## Aim of the task
Translate this sentence from the passage about the musical sisters at Hove into Spanish: "Vera and Topsy once gave a public recital at Hove."

## Text section
+++

The younger sisters were keen on music and Vera studied under Myra Hess but Topsy was the most musically gifted and she was expected to make a career as a concert pianist. Vera and Topsy once gave a public recital at Hove. Their only close friends at Hove were the children of Topsy’s violin master, Mr Menges. They were Siegfried (known as Herbert), Isolde, Ludwig and Elfrieda; Herbert and Isolde were child prodigies at playing the violin. The Menges children formed their own string orchestra to which Vera and Juliet Burnett contributed piano parts. The girls spent many happy hours at the Menges house, which was not surprising because Ivy disapproved of all this music. She had her revenge by ordering the Bechstein grand piano out of the house and it ended up in a hired music room in Church Road. Quite simply Ivy’s iron rule was cruel and her sisters had suffered enough and were desperate to get away from her. The family had plans to move from 20 The Drive to London in 1914 but the outbreak of war persuaded them to stay where they were. But by 1915 the four younger sisters took themselves off to share a house at 8 Carlton Hill, London. Myra Hess was also part of the household and they all lived there in the greatest harmony. But their antipathy to Ivy was such that they would not allow her to visit except very occasionally for afternoon tea.

+++

## Coordinate labeling data
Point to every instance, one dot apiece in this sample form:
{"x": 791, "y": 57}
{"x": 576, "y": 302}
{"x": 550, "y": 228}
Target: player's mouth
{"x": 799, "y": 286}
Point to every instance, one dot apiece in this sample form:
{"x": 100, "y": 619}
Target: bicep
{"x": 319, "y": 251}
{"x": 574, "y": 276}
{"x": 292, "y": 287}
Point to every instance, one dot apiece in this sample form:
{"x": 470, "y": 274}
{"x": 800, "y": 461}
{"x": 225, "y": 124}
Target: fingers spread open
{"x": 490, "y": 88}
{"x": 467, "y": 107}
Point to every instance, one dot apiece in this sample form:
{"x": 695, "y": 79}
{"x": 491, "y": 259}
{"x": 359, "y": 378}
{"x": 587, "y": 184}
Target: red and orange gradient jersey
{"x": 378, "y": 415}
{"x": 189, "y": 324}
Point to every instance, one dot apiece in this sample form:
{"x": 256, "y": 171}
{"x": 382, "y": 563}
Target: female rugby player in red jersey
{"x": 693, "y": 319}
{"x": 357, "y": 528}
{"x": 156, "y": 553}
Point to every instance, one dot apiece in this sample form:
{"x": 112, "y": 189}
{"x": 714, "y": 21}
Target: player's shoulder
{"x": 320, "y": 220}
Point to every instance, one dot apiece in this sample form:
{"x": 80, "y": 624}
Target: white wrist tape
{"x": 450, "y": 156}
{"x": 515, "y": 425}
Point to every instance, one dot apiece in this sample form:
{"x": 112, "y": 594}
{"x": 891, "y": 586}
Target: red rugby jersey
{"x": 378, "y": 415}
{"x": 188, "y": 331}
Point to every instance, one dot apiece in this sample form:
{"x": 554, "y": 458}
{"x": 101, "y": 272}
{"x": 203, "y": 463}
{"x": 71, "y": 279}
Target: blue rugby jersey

+++

## Answer to this problem
Vera y Topsy dieron una vez un recital público en Hove.